What is asked: Can you reproduce the data beneath, keeping every line exact?

## start Dataset entries

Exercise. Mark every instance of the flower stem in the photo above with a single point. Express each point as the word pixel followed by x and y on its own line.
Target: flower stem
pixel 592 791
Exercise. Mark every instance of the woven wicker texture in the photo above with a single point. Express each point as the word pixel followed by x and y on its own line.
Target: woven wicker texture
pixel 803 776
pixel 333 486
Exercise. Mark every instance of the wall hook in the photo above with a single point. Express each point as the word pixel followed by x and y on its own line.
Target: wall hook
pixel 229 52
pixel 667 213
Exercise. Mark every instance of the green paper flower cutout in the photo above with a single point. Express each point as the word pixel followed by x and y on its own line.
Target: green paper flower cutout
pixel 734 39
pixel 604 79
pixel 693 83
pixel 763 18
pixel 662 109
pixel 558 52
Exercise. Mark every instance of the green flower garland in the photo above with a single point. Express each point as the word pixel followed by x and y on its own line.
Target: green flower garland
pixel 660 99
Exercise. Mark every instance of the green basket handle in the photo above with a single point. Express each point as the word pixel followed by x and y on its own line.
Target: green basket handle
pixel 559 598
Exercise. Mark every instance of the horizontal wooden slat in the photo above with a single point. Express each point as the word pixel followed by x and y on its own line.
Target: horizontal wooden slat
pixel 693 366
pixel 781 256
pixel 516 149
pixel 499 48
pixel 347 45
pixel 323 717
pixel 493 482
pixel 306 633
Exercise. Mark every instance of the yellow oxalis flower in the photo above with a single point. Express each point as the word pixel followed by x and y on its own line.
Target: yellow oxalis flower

## end Dataset entries

Output:
Exercise. Mark every instance of the flower stem in the photo above with a single point. Express each point as the word pixel followed by x and y on its own line.
Target: flower stem
pixel 592 791
Exercise. Mark every instance of the woven wicker texture in the photo above with a single point. Express each point as the word pixel followed by x and y on its own line.
Target: woven wicker texture
pixel 803 776
pixel 333 486
Exercise. Mark every instance of the wall hook in the photo above with a single point. Express each point as the word pixel followed by x and y on its own line.
Target: wall hook
pixel 229 52
pixel 667 213
Exercise. Mark every instance of the green paper flower cutout in the photo above with a single point. Express each point as the word pixel followed by x and y on its own line.
Target: green paper flower cutout
pixel 734 39
pixel 604 79
pixel 693 83
pixel 763 18
pixel 662 109
pixel 558 52
Exercise. Mark every instance of the green flower garland in the photo above with a single point. Express each point as the word pixel followed by x and y on its own line.
Target: green flower garland
pixel 660 99
Exercise. Mark every instance of the green basket handle in the photo above with a single point. Express each point as the word pixel followed by x and y on its own line.
Target: green basket handle
pixel 559 598
Exercise. Mark every instance of the horizontal wooden slat in the photo above with a single point. Express each point as the word pixel followed by x and y on its own line.
Target: horizontal wooden slat
pixel 693 366
pixel 781 256
pixel 516 149
pixel 499 48
pixel 347 45
pixel 323 717
pixel 493 482
pixel 306 633
Exercise. Mark every instance of the yellow oxalis flower in the photo above with a single point. Express each point as the word pixel followed by x and y on its own line.
Target: yellow oxalis flower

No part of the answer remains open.